== EXERCISE REQUIREMENTS ==
Reproduce the data below word for word, keeping each line unchanged and in its original order.

Items listed in a dataset
-- Start --

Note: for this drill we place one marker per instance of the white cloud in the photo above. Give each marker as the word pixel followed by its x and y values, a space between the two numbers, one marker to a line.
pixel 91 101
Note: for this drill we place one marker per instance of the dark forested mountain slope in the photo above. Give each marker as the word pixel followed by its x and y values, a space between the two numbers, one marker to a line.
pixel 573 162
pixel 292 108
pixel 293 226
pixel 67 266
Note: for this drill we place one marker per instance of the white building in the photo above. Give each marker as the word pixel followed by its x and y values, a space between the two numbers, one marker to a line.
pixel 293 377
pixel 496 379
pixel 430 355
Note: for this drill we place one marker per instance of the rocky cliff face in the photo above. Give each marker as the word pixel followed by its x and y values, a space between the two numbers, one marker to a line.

-- End --

== SOLUTION FOR THIS TASK ==
Note: for this drill we place one marker per instance of the white cloud in the photo above. Give each marker as the word pixel followed by its x and y values, a space between the two numbers, one marker to a line.
pixel 91 101
Note: for this drill we place one marker per instance of the dark forested mountain slope in the photo above. Give each marker as the word pixel followed by its x and y values, a space between the two numbers, one marker to a line.
pixel 573 162
pixel 292 108
pixel 293 226
pixel 67 266
Note: for this drill we place one marker per instance of the white building in the photo above. Give each marker as the word pixel followed by its x and y values, a space between the two numbers, one marker to a line.
pixel 293 377
pixel 496 379
pixel 430 355
Note: for this drill we place one marker per instance of the rocky cliff face in the photo above. Give each marker as the word pixel followed by its x and y values, a space between the two numbers, one marker to a line.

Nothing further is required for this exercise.